• **TEXTE FOURNI**
______________________________

Patryck Froissart nous livre sa geste

Entre les XIe au XIIIe siècle, la chanson de geste désignait un poème épique chantant les exploits de héros historiques ou légendaires. Un genre que semble vouloir remettre au goût du jour Patryck Froissart, à travers son recueil lancé la semaine dernière, L'éloge de l'opaque ellipse.

 

L'auteur, manifestement, ne refuse pas les titres énigmatiques, ce recueil venant après L'éloge de l'apocalypse, paru il y a deux ans. Les jeux de mots, dans une langue des plus recherchée, abondent d'ailleurs tout au long de ce "proème", alternance méthodique de textes en prose et en vers (souvent des alexandrins). Et c'est bien le sentiment de se retrouver au cœur d'un cycle de poèmes épiques qui frappe d'emblée ici. Tradition que l'auteur revisite toutefois ici avec une maîtrise et une originalité indéniables.

 

La geste de Patryck Froissart a en effet pour particularité de s'attacher aux "exploits" pas seulement de héros mais aussi d'héroïnes. Car il est ici question d'exploits amoureux. Il y chante, tout au long, un amour qui ne se contente pas d'être courtois, mais qui se délecte aussi volontiers d'une sensualité, voire d'un érotisme très prégnant. Parcourant, "les sens pâmés", un univers où l'on se désaltère "à longues goulées de volupté". De plus, dans une ellipse qui semble davantage faire référence à la figure géométrique de la courbe plane qu'au fait de syntaxe ou de style qui consiste à omettre des éléments ou proposer un raccourci, l'auteur nous entraîne dans une longue, lente et riche pérégrination qui couvre aussi bien les divers cycles de l'amour que les siècles.

 

Les débuts sont ainsi prometteurs. "Je la souhaitai, elle se promit, nous nous destinâmes. Splendide conjugaison." La tentation, voire la trahison, ne sont jamais bien loin, alors que "sous nos sarouals s'impatientait l'étincelle intemporelle d'une identique et indomptable aspiration à l'illégal rallumement des braseros adultères". Et désamour et séparation finissent souvent par être au rendez-vous, malgré les efforts dérisoires pour retenir l'autre. "Pourquoi ne sait-on pas qu'il est vain de bâtir/Quand il n'existe pas de muraille qui tienne/Si l'amie veut guérie de nous se départir ?"

______________________________

• **DONNÉES ENREGISTRÉES**

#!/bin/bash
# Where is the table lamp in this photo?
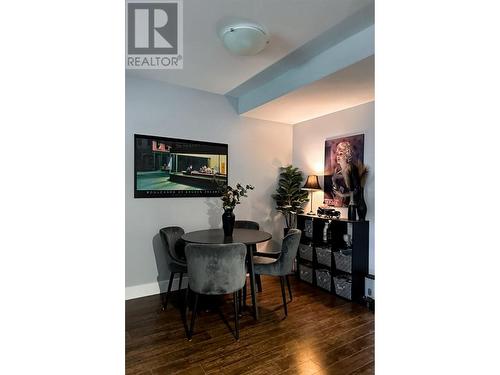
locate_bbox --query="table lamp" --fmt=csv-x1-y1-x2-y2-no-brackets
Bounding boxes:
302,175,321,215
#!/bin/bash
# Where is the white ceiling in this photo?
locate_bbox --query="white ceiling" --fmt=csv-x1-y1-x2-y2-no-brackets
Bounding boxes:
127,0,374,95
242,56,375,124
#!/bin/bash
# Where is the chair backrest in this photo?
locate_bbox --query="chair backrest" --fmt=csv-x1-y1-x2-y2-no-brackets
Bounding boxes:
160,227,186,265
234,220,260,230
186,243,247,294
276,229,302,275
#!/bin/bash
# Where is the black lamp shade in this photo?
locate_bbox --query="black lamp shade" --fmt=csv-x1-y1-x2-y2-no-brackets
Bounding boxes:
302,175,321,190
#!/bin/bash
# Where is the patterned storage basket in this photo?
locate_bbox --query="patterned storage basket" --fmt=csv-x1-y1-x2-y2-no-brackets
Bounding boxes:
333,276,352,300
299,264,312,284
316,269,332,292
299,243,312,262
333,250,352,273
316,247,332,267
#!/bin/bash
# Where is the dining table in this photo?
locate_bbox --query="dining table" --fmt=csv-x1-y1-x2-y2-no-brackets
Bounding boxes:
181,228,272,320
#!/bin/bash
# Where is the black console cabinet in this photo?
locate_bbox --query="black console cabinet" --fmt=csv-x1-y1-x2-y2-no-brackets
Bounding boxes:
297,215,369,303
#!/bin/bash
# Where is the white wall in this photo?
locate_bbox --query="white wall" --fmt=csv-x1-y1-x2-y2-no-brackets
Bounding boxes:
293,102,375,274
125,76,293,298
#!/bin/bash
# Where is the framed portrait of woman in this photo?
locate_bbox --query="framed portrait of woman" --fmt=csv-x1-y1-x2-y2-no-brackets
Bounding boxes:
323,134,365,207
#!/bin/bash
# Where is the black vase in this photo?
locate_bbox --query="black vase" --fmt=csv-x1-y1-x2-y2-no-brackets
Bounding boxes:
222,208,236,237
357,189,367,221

______________________________

• **TRAVAIL À FAIRE**
a) Répondez à ces questions sur la critique du recueil de Patryck Froissart :
(i) Quel recueil du même auteur est paru deux ans auparavant ?
(ii) Quel mot, placé entre guillemets, sert à désigner ce recueil qui alterne textes en prose et textes en vers ?
(iii) De quelle sorte d'exploits est-il question dans cette geste ?
b) Extrayez de la critique du recueil le passage qui commence par « La geste de » et se poursuit jusqu'à « que les siècles. ».
Les items ne sont d'aucune utilité ici.

• **RÉPONSES CI-DESSOUS**
a)
(i) L'éloge de l'apocalypse.
(ii) Le mot « proème ».
(iii) Des exploits amoureux.

b)
La geste de Patryck Froissart a en effet pour particularité de s'attacher aux "exploits" pas seulement de héros mais aussi d'héroïnes. Car il est ici question d'exploits amoureux. Il y chante, tout au long, un amour qui ne se contente pas d'être courtois, mais qui se délecte aussi volontiers d'une sensualité, voire d'un érotisme très prégnant. Parcourant, "les sens pâmés", un univers où l'on se désaltère "à longues goulées de volupté". De plus, dans une ellipse qui semble davantage faire référence à la figure géométrique de la courbe plane qu'au fait de syntaxe ou de style qui consiste à omettre des éléments ou proposer un raccourci, l'auteur nous entraîne dans une longue, lente et riche pérégrination qui couvre aussi bien les divers cycles de l'amour que les siècles.